» Brief
Comb through the entries for "loader" and pull out each line that holds it.

» Provided data
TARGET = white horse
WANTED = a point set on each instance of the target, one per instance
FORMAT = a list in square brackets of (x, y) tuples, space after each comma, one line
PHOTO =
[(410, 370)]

* * *

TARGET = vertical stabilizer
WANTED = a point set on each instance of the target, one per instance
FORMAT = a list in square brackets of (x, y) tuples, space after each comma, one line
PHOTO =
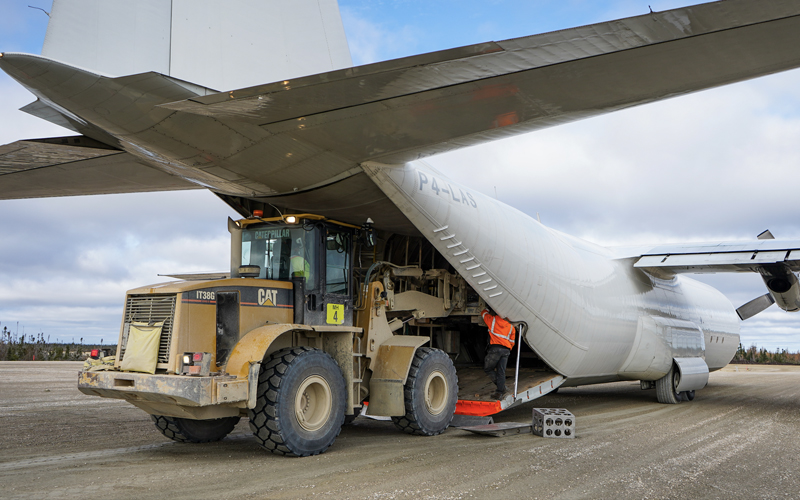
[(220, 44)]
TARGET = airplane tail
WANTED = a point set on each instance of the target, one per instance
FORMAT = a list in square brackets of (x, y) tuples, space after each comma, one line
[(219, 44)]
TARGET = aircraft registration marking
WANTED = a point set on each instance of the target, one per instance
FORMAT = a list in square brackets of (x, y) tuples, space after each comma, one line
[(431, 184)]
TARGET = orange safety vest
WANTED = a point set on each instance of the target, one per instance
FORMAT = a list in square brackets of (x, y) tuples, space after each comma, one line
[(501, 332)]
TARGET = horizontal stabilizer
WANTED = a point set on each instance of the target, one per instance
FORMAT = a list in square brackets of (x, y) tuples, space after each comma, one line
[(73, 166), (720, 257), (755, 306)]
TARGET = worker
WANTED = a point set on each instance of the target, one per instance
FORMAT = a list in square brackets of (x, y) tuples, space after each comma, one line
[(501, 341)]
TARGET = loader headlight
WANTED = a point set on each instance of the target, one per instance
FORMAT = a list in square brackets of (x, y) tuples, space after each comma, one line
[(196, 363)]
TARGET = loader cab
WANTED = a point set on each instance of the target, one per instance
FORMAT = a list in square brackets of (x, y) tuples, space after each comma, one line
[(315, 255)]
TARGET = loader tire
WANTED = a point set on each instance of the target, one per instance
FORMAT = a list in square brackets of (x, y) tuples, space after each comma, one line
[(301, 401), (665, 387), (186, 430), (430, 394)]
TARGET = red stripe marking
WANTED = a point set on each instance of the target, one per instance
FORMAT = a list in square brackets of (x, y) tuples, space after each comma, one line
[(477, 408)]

» Exercise result
TARGET = loader headlight
TARGET = loader cab
TARGET = loader tire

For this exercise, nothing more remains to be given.